_Exercise description_:
From the items below, pull out every line that contains the string "lace". Case matters.

_Excerpted data_:
┏━━
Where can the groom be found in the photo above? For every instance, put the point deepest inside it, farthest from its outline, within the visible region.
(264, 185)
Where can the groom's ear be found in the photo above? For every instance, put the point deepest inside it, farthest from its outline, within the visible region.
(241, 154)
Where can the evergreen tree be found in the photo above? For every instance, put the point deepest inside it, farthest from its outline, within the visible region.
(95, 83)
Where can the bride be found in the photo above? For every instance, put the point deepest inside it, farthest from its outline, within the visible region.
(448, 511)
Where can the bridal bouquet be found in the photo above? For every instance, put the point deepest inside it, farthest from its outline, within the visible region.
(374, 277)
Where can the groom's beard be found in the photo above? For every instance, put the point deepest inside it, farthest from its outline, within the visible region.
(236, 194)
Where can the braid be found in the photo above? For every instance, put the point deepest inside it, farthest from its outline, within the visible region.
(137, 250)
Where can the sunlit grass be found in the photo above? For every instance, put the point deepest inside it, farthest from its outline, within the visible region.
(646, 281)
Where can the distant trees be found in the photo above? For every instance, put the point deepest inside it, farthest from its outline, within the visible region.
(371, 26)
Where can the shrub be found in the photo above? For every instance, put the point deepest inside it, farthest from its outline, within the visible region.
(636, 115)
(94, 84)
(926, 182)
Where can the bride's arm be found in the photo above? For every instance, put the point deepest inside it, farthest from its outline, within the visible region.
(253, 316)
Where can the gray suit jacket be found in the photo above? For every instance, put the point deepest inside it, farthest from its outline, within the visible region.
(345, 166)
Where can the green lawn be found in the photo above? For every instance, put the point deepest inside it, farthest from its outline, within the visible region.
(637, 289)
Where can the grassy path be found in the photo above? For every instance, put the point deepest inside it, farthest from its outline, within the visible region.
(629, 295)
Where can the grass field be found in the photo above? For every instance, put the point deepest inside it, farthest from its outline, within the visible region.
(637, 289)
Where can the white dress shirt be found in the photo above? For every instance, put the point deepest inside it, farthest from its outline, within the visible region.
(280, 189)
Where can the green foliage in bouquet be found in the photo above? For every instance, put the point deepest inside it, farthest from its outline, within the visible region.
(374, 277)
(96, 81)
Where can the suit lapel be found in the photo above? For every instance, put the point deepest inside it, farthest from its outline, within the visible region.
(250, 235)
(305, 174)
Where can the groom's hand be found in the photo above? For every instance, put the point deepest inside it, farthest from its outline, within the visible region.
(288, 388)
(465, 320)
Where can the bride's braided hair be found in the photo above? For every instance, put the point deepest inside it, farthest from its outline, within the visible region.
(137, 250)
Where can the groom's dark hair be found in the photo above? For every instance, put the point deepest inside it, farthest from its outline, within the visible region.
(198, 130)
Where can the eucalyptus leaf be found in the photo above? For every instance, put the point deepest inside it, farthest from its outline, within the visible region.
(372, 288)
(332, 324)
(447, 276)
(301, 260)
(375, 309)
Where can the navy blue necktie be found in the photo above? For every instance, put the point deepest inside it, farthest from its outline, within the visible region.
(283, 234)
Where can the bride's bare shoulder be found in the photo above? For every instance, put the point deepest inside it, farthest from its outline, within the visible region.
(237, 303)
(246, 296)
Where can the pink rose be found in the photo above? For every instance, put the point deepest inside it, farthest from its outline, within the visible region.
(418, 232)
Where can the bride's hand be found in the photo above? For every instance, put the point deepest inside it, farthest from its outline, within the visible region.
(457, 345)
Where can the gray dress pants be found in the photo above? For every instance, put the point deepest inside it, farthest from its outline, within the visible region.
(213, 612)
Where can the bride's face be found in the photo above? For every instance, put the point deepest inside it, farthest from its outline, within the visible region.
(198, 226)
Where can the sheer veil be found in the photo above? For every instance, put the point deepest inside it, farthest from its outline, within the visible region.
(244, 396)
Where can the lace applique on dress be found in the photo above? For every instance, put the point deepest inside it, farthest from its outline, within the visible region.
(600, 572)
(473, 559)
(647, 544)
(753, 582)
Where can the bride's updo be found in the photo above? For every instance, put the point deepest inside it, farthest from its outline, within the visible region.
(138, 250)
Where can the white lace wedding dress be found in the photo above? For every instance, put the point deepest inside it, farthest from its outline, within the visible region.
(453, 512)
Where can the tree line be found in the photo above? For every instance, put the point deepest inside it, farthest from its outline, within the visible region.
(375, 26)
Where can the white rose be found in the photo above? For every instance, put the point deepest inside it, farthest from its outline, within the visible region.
┗━━
┏━━
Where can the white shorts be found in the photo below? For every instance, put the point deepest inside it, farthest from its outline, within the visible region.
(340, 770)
┗━━
┏━━
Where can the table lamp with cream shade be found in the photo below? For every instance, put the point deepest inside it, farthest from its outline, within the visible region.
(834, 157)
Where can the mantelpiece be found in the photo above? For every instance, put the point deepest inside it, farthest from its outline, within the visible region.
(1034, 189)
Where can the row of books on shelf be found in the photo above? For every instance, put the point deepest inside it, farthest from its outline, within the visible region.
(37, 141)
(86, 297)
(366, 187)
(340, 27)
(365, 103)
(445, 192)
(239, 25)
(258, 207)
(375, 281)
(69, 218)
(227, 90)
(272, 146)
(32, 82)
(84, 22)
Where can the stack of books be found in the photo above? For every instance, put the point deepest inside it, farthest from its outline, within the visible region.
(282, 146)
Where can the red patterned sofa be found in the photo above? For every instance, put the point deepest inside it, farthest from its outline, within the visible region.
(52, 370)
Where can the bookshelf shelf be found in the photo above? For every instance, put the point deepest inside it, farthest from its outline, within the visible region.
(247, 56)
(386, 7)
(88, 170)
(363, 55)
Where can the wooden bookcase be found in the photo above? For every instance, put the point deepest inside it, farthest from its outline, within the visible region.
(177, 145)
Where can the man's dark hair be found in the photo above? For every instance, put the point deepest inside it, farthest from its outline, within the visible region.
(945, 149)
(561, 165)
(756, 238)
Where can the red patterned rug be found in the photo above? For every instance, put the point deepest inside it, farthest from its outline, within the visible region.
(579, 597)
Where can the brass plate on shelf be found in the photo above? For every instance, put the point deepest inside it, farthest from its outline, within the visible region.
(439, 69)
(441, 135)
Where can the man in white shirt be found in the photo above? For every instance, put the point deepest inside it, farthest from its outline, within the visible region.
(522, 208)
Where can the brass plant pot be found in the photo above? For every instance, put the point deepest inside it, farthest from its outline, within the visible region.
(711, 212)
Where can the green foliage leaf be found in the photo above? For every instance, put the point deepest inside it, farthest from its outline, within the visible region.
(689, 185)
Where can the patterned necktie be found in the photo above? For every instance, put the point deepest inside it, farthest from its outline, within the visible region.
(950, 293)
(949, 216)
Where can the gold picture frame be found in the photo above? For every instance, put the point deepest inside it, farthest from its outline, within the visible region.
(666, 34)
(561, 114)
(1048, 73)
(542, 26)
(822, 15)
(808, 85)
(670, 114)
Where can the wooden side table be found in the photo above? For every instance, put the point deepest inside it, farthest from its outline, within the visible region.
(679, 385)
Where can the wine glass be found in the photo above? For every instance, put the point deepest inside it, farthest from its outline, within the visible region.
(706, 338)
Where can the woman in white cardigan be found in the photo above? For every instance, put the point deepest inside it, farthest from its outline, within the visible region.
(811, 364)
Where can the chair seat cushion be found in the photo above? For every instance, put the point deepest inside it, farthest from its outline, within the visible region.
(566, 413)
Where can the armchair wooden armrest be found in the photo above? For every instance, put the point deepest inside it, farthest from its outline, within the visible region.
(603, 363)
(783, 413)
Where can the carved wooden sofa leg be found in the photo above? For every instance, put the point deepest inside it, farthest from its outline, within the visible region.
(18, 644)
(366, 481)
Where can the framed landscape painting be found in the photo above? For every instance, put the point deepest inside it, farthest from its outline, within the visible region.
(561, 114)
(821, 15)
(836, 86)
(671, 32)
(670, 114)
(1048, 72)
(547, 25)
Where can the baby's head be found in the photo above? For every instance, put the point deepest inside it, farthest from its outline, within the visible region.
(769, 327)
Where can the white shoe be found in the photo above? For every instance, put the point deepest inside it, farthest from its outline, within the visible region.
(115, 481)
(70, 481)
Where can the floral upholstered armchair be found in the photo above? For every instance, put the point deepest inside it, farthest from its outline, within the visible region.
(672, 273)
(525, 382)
┗━━
_Answer in full_:
Where can the lace applique on dress be found in the photo above? For every instance, put the point deepest inside it, farthest from its outline, within the visible region.
Where can the white lace wedding dress be found in the photo above? For every instance, put the point deepest inside it, farthest from its outline, within the visible region.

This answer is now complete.